◆ **Exercise aim**: Only an exact copy of the lines beginning at the one that contains "Confirm that each instance of the ribbed" and ending at the last line of the records below counts as the answer.

◆ **The records**:
**********

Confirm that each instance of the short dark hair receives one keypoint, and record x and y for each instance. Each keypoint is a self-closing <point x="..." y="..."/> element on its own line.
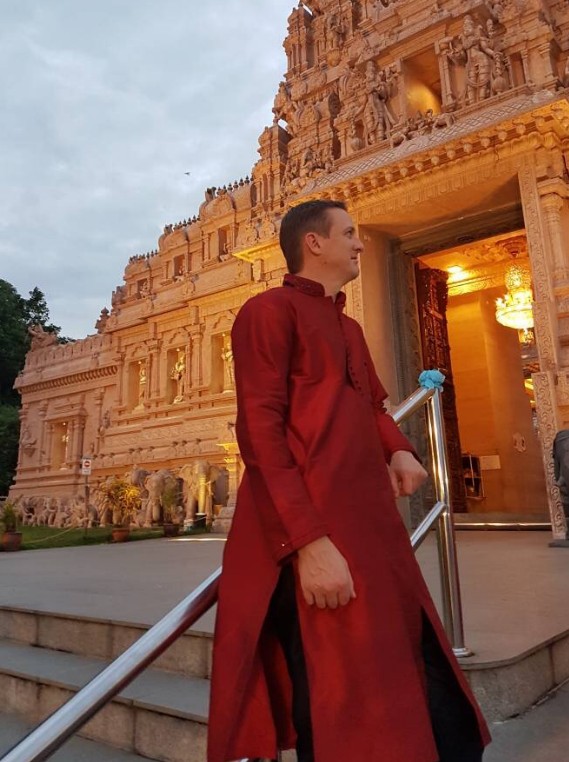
<point x="308" y="217"/>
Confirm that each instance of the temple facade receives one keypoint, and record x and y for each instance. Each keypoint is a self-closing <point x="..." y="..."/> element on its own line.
<point x="444" y="126"/>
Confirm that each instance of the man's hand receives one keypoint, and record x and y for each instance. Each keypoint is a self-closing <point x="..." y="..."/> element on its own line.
<point x="406" y="473"/>
<point x="325" y="578"/>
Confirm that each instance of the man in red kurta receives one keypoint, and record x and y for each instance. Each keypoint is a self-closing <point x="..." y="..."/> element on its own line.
<point x="326" y="636"/>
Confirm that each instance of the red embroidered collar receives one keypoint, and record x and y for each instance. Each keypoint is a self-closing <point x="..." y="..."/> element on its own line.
<point x="311" y="287"/>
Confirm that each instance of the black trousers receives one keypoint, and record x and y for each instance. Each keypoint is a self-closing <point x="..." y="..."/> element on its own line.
<point x="453" y="720"/>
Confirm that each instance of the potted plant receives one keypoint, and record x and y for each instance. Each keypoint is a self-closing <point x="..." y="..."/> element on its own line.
<point x="170" y="498"/>
<point x="11" y="537"/>
<point x="123" y="500"/>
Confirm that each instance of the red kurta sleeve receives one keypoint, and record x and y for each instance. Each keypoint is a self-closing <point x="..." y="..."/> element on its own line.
<point x="391" y="436"/>
<point x="262" y="340"/>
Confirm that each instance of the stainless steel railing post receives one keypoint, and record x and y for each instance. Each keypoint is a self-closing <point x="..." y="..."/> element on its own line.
<point x="450" y="586"/>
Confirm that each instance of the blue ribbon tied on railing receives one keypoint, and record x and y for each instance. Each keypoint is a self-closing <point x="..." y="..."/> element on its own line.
<point x="432" y="379"/>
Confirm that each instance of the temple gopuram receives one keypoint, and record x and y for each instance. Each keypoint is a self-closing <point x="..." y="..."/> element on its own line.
<point x="444" y="126"/>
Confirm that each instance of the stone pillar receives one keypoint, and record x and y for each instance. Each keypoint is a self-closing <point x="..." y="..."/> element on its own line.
<point x="546" y="405"/>
<point x="71" y="442"/>
<point x="546" y="331"/>
<point x="197" y="361"/>
<point x="232" y="461"/>
<point x="526" y="68"/>
<point x="549" y="76"/>
<point x="43" y="435"/>
<point x="98" y="396"/>
<point x="448" y="99"/>
<point x="122" y="379"/>
<point x="153" y="370"/>
<point x="49" y="445"/>
<point x="552" y="204"/>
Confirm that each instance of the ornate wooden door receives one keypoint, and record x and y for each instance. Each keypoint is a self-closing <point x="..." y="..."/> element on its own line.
<point x="432" y="296"/>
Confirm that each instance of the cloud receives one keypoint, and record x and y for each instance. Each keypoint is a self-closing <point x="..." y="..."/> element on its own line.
<point x="106" y="106"/>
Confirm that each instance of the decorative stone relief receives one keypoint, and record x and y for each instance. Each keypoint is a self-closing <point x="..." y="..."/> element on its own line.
<point x="477" y="51"/>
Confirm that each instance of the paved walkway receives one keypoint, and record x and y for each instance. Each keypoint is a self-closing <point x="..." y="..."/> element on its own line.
<point x="515" y="588"/>
<point x="540" y="735"/>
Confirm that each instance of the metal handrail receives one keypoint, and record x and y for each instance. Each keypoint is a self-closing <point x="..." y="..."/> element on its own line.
<point x="51" y="734"/>
<point x="441" y="514"/>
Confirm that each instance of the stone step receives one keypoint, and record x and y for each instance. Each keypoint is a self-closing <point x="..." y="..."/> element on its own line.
<point x="504" y="687"/>
<point x="190" y="655"/>
<point x="160" y="716"/>
<point x="508" y="687"/>
<point x="13" y="729"/>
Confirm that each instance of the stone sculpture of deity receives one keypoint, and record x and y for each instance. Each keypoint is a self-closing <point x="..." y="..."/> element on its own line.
<point x="378" y="119"/>
<point x="475" y="49"/>
<point x="178" y="374"/>
<point x="228" y="370"/>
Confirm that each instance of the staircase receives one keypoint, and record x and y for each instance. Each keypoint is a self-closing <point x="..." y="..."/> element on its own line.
<point x="45" y="658"/>
<point x="162" y="715"/>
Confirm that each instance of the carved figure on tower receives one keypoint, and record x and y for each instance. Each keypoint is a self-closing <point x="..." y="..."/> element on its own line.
<point x="378" y="119"/>
<point x="476" y="51"/>
<point x="178" y="374"/>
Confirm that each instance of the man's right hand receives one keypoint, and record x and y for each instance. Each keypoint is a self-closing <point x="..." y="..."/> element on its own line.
<point x="325" y="577"/>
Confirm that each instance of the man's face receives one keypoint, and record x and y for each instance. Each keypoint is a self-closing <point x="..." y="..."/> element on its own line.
<point x="340" y="251"/>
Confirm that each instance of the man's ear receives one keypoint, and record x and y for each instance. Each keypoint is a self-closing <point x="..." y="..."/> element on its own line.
<point x="313" y="243"/>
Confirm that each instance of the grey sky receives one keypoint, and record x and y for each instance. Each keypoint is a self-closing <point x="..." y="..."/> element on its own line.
<point x="104" y="106"/>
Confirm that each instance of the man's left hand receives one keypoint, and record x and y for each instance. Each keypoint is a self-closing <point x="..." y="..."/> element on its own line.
<point x="406" y="473"/>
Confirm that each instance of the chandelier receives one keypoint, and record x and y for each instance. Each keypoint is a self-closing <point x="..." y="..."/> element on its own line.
<point x="514" y="309"/>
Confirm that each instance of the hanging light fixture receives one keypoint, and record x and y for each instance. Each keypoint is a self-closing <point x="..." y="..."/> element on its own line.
<point x="514" y="309"/>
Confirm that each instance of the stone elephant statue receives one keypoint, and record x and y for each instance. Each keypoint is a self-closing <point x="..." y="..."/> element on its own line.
<point x="199" y="479"/>
<point x="156" y="483"/>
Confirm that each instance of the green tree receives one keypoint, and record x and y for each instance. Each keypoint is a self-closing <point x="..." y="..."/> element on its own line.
<point x="9" y="439"/>
<point x="14" y="340"/>
<point x="37" y="311"/>
<point x="16" y="315"/>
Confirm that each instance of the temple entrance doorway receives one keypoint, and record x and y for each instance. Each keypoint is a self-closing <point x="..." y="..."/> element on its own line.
<point x="474" y="303"/>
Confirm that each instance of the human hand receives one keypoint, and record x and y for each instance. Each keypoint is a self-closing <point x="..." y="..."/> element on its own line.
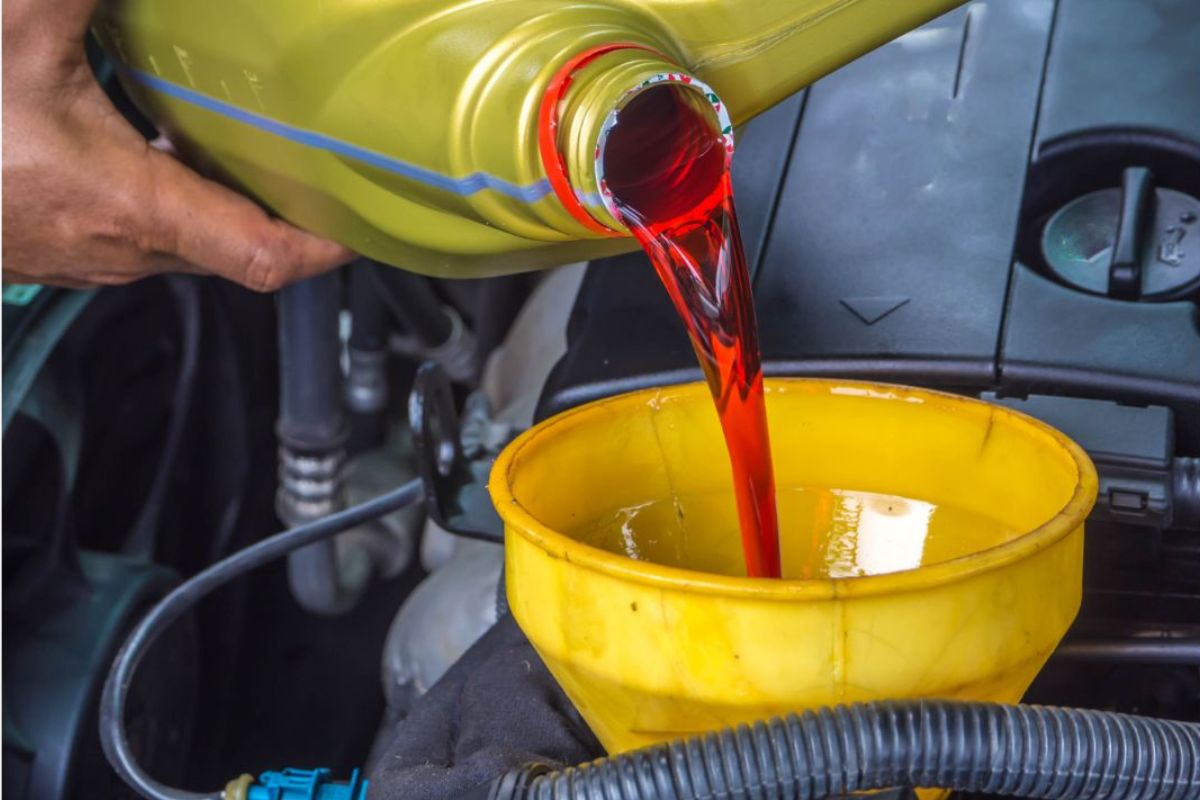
<point x="89" y="202"/>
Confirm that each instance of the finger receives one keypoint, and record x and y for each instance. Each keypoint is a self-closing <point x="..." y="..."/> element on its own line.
<point x="223" y="233"/>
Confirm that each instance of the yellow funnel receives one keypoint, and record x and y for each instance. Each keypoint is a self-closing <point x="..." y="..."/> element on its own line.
<point x="651" y="653"/>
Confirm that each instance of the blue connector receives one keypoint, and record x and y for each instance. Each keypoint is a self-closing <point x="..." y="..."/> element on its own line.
<point x="306" y="785"/>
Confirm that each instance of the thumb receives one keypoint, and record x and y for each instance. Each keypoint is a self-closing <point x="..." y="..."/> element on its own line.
<point x="220" y="232"/>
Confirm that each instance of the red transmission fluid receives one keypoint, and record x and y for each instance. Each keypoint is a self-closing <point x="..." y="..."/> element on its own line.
<point x="666" y="167"/>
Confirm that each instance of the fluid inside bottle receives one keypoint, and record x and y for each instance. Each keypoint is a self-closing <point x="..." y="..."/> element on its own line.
<point x="666" y="167"/>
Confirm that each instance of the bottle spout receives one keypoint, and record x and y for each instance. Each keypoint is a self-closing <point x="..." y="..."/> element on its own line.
<point x="582" y="108"/>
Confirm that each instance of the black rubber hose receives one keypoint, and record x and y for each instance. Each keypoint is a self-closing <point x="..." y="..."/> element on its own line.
<point x="1186" y="493"/>
<point x="1007" y="750"/>
<point x="311" y="416"/>
<point x="312" y="432"/>
<point x="117" y="687"/>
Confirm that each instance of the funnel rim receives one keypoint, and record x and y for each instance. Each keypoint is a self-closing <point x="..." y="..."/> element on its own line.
<point x="1067" y="519"/>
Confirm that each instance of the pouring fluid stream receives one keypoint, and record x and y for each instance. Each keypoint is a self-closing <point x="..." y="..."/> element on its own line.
<point x="667" y="169"/>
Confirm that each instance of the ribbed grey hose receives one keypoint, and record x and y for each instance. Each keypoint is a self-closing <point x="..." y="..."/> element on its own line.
<point x="1009" y="750"/>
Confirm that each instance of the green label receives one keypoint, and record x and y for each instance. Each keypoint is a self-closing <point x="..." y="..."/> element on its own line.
<point x="21" y="294"/>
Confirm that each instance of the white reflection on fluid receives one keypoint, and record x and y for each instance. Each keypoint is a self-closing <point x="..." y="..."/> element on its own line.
<point x="874" y="534"/>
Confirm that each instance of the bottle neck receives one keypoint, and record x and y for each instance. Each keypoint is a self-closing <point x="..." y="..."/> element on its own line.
<point x="583" y="103"/>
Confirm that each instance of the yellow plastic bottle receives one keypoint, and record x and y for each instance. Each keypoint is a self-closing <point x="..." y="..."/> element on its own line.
<point x="459" y="137"/>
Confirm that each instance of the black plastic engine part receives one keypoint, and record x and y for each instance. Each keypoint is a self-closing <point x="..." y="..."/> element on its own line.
<point x="1005" y="750"/>
<point x="900" y="239"/>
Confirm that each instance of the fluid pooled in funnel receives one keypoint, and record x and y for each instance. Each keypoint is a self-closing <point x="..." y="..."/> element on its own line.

**********

◆ **Response to the exercise**:
Confirm that each instance of the ribbed grey hose receives one keypoint, and record x and y for each instance. Each keypoint is a self-closing <point x="..." y="..."/> element on its own line.
<point x="1009" y="750"/>
Confirm that each instance of the green label receives one keypoint, and record x and y for each instance. Each keypoint is a self-closing <point x="..." y="..."/> element on its own line.
<point x="21" y="294"/>
Confirm that each instance of the white reflection on fluid receives one keypoint, and record x and y for each instance. Each keypoint is a self-closing <point x="..." y="..."/> element on its own line.
<point x="874" y="534"/>
Confirm that each instance of the bottle neck receives one keypoint, and record x and y for each instance. Each keypoint is a self-closing <point x="..." y="..."/> element on its own line.
<point x="583" y="103"/>
Confirm that each instance of the yellow plastic bottle receives one keypoint, and record x and y for each instance. Each keypoint is a self-closing <point x="..." y="..."/> element on its own line.
<point x="459" y="137"/>
Confirm that each instance of the black plastic engine part receives one keypoint, and record x and y for each instance. Each keypoint is a self-closing <point x="..." y="..."/> element on its own line.
<point x="1005" y="750"/>
<point x="900" y="239"/>
Confirm that each instance of the fluid pooled in funnel receives one keypoint, and record x and y for each instance. Each keypoint is a self-closing <point x="..." y="..."/> element on its own line.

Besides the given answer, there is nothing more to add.